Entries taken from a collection
========================================
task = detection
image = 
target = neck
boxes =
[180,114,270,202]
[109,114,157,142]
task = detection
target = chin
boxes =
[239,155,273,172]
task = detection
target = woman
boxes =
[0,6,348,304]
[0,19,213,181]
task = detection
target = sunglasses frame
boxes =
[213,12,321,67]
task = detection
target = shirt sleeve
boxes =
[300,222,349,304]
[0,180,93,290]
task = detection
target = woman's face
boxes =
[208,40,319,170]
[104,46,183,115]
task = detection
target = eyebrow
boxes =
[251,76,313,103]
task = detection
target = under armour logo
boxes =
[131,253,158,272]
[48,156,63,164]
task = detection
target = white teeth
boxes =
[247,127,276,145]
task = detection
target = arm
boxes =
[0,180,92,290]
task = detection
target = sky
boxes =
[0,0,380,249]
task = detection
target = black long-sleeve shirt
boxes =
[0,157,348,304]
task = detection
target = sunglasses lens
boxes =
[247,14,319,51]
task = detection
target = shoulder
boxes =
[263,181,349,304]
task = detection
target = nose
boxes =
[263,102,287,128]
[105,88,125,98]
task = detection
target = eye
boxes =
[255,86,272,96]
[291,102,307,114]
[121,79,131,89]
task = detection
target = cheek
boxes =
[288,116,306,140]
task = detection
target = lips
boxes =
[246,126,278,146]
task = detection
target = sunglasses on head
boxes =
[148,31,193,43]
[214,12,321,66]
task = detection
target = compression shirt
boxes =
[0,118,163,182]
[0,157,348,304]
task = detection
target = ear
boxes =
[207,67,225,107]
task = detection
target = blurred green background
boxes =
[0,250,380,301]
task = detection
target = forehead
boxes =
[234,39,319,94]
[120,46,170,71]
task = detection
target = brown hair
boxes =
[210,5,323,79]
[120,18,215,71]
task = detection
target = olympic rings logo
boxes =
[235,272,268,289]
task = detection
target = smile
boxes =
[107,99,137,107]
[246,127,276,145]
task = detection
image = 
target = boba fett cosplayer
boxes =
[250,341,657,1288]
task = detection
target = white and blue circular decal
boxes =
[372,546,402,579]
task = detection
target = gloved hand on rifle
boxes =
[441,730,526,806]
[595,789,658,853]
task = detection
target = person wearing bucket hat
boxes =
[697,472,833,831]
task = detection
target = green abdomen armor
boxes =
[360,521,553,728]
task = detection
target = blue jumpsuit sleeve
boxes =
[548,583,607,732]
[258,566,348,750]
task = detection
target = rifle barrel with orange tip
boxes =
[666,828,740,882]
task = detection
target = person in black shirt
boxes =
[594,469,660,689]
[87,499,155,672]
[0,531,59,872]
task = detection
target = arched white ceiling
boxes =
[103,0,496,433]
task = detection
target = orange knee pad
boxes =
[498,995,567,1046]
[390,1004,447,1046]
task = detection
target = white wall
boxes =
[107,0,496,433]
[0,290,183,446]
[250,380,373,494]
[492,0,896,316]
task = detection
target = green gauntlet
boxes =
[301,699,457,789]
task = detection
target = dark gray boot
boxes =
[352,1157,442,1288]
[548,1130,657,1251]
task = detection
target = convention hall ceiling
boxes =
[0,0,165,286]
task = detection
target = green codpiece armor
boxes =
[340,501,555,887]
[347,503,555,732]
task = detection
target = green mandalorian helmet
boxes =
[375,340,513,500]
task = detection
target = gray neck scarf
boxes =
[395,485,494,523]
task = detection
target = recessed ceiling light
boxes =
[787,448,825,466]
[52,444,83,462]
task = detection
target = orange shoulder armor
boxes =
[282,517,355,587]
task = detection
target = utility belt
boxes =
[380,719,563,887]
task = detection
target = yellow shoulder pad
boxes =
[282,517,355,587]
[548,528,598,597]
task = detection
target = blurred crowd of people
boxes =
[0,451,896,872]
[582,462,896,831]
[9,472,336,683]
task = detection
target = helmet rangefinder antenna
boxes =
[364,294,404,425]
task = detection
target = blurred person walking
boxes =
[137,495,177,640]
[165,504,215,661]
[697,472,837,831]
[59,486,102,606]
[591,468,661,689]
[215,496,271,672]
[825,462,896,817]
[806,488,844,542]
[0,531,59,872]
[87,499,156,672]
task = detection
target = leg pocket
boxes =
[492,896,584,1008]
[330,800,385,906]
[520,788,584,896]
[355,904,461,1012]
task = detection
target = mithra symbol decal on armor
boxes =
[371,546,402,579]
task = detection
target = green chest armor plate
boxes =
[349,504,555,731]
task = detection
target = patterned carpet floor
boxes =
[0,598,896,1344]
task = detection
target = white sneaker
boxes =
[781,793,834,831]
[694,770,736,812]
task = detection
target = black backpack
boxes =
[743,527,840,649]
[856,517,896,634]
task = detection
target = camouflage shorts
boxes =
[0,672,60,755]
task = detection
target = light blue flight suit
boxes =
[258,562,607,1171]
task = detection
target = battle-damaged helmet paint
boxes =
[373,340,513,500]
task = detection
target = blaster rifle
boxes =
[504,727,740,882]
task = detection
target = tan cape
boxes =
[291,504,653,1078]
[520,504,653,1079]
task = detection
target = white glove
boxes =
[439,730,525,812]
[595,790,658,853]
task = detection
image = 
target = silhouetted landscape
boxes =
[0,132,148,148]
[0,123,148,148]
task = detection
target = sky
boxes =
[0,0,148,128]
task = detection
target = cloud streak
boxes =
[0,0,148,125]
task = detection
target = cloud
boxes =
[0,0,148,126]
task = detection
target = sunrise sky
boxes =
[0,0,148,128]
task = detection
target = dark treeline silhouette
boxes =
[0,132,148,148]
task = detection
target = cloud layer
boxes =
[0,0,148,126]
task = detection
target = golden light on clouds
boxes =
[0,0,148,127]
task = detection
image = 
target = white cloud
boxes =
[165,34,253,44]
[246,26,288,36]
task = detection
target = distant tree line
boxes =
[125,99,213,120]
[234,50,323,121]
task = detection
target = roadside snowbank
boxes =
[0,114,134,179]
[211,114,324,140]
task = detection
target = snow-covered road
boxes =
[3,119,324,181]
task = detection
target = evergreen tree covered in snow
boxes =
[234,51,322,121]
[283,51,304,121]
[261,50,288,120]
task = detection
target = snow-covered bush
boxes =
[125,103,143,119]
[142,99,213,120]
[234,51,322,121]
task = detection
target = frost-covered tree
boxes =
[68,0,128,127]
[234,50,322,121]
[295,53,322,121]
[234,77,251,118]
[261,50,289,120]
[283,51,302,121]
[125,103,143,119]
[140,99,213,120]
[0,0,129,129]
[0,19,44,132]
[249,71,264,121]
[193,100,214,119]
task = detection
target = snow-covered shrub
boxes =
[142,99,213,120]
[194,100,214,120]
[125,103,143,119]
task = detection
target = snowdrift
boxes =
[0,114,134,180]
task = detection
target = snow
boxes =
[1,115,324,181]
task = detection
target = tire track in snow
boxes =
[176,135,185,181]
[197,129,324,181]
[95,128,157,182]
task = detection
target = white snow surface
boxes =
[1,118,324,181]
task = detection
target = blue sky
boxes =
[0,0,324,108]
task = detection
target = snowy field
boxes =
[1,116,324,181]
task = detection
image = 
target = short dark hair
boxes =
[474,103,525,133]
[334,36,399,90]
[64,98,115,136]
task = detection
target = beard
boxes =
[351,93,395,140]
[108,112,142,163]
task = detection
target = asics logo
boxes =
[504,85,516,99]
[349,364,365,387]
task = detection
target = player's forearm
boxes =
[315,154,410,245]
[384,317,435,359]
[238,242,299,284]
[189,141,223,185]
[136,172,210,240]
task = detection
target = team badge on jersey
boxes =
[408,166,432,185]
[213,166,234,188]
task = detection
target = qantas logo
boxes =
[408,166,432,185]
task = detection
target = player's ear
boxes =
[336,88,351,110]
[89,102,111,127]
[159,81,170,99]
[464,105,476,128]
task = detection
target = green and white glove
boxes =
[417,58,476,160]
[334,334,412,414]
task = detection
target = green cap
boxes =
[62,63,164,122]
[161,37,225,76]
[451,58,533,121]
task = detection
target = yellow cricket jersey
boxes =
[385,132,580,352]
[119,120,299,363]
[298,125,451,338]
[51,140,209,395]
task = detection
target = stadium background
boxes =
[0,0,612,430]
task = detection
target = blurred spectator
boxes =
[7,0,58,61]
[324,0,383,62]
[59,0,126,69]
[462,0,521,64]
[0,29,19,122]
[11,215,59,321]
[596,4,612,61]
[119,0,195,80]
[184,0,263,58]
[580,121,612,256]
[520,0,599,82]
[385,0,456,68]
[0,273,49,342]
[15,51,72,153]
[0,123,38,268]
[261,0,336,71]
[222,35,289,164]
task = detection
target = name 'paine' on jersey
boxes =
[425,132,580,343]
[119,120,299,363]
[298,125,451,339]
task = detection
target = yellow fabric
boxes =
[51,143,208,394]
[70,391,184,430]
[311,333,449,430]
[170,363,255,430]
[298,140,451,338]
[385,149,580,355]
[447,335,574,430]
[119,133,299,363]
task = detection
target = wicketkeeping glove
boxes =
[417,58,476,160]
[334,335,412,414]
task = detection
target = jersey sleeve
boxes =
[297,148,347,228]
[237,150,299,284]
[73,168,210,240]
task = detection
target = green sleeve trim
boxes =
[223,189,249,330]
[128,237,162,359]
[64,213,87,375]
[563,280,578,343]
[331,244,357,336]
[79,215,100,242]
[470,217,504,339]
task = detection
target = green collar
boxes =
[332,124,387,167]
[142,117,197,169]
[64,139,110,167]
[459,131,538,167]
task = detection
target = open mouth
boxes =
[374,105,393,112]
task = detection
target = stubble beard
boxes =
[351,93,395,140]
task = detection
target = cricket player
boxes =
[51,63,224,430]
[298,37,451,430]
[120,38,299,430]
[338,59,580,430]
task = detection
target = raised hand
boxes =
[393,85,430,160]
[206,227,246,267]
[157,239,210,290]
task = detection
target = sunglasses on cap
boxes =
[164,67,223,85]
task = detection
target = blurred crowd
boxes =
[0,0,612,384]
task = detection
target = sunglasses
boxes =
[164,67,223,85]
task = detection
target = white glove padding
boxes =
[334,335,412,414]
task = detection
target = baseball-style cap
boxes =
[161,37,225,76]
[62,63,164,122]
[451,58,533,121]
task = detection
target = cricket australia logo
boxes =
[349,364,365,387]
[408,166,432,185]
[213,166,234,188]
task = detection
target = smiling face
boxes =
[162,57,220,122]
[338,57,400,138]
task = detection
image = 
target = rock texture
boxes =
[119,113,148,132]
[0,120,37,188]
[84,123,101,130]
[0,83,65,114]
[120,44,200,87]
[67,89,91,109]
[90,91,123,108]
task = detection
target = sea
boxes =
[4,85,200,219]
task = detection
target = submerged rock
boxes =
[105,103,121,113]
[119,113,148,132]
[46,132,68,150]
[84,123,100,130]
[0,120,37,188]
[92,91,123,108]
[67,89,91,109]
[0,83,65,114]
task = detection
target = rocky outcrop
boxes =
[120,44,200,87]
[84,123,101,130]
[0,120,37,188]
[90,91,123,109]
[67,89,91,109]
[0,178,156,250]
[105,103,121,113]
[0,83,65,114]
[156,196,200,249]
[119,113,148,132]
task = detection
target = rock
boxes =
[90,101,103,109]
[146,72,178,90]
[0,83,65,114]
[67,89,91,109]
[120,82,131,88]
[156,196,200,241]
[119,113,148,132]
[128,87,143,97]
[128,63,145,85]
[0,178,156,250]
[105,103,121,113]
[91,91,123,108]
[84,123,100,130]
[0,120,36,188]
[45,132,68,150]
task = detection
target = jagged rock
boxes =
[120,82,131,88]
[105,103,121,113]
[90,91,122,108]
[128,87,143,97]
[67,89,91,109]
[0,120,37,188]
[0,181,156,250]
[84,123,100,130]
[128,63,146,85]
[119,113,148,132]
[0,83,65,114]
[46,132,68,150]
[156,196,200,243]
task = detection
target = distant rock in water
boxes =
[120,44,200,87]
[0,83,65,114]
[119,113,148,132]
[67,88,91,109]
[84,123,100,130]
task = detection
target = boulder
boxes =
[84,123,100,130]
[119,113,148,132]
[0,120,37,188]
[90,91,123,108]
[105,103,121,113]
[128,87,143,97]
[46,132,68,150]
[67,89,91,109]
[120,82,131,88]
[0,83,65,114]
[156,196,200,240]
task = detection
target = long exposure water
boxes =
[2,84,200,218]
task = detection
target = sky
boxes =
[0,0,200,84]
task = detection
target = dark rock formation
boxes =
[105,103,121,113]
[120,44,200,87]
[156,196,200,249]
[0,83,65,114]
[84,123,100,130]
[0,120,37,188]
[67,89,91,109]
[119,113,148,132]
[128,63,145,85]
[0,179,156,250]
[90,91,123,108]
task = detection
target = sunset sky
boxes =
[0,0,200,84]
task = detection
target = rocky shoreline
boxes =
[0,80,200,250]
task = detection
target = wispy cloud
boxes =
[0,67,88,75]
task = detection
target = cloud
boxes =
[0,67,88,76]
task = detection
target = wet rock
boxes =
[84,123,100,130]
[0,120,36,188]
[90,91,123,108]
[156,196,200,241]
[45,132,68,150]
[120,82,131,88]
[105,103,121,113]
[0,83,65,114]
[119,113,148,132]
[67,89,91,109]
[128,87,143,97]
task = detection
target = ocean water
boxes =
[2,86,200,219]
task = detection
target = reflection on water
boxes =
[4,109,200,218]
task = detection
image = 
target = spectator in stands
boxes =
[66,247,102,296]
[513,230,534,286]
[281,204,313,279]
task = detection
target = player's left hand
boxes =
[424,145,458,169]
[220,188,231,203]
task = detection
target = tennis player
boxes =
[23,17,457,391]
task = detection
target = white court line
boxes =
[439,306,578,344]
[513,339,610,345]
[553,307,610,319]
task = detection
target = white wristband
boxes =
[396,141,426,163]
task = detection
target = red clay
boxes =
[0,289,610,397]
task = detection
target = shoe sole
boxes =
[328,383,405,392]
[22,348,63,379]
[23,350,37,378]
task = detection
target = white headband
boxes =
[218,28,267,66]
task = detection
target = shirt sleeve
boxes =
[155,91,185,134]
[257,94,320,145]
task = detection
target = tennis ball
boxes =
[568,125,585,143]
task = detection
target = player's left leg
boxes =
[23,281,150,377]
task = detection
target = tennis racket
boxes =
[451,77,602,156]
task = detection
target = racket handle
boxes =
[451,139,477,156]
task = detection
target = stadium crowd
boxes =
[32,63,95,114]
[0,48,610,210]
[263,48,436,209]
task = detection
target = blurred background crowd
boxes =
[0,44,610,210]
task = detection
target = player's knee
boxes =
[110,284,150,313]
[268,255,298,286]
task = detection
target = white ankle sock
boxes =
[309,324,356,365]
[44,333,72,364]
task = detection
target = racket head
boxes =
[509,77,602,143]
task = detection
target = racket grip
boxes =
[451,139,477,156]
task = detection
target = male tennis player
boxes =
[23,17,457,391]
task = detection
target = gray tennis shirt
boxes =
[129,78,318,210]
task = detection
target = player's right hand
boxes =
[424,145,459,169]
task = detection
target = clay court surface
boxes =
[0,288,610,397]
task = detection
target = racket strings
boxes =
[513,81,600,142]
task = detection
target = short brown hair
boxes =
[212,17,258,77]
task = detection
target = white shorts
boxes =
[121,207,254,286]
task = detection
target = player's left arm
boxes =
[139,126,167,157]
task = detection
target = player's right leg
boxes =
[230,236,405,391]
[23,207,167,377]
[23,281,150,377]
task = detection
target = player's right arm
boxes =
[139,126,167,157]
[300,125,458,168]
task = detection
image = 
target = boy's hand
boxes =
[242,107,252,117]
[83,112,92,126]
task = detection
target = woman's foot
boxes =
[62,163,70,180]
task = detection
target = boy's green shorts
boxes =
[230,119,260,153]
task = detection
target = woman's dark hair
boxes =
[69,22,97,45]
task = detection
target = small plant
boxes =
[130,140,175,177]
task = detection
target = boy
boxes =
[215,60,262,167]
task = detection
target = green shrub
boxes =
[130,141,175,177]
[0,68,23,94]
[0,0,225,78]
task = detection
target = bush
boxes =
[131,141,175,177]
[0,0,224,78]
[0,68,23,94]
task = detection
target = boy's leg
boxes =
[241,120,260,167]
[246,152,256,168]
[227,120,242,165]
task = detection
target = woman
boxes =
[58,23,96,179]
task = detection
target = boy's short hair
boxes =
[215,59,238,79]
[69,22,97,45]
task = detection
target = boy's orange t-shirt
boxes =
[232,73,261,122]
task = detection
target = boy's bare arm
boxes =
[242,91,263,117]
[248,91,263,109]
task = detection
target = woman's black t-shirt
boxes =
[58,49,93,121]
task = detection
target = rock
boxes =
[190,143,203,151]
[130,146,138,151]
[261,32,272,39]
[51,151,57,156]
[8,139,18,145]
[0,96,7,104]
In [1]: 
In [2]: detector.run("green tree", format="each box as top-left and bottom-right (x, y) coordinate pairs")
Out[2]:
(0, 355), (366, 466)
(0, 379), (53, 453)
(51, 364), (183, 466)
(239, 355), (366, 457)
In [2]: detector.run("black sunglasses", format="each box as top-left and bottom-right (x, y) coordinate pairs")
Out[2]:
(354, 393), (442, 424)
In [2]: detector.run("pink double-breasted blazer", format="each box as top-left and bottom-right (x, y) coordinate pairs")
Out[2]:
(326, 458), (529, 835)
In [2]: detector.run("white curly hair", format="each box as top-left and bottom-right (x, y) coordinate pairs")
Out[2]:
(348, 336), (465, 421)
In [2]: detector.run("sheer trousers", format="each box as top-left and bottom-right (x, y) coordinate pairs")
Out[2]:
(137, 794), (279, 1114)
========================================
*DIRECTION*: Please rewrite the rows above as a numbered list, from the first row up to and including the line with "[246,126,278,146]". Leave out any blank lines.

*RESPONSE TO THE TASK*:
1. task = detection
2. image = 
3. target = neck
4. boxes =
5. [180,114,270,202]
6. [109,114,157,142]
7. task = detection
8. target = chin
9. boxes =
10. [239,155,273,172]
11. task = detection
12. target = woman
13. boxes =
14. [0,6,348,304]
15. [0,19,213,181]
16. task = detection
17. target = sunglasses frame
18. boxes =
19. [213,12,321,67]
20. task = detection
21. target = shirt sleeve
22. boxes =
23. [300,222,349,304]
24. [0,180,93,290]
25. task = detection
26. target = woman's face
27. boxes =
28. [208,40,319,170]
29. [104,46,183,115]
30. task = detection
31. target = eyebrow
32. boxes =
33. [251,76,313,103]
34. task = detection
35. target = under armour logo
36. boxes =
37. [131,253,158,272]
38. [48,156,63,164]
39. task = detection
40. target = white teeth
41. boxes =
42. [247,127,276,145]
43. task = detection
44. target = arm
45. boxes =
46. [0,180,92,290]
47. task = detection
48. target = sky
49. boxes =
50. [0,0,380,249]
51. task = detection
52. target = black long-sleeve shirt
53. boxes =
54. [0,157,348,304]
55. task = detection
56. target = sunglasses lens
57. boxes =
58. [247,14,319,51]
59. task = detection
60. target = shoulder
61. boxes =
62. [263,181,349,304]
63. task = detection
64. target = nose
65. boxes =
66. [263,102,287,128]
67. [105,88,125,98]
68. task = detection
69. target = eye
70. boxes =
71. [255,86,272,96]
72. [291,102,307,114]
73. [121,79,131,89]
74. task = detection
75. target = cheek
76. boxes =
77. [288,116,306,140]
78. task = detection
79. target = lips
80. boxes =
81. [246,126,278,146]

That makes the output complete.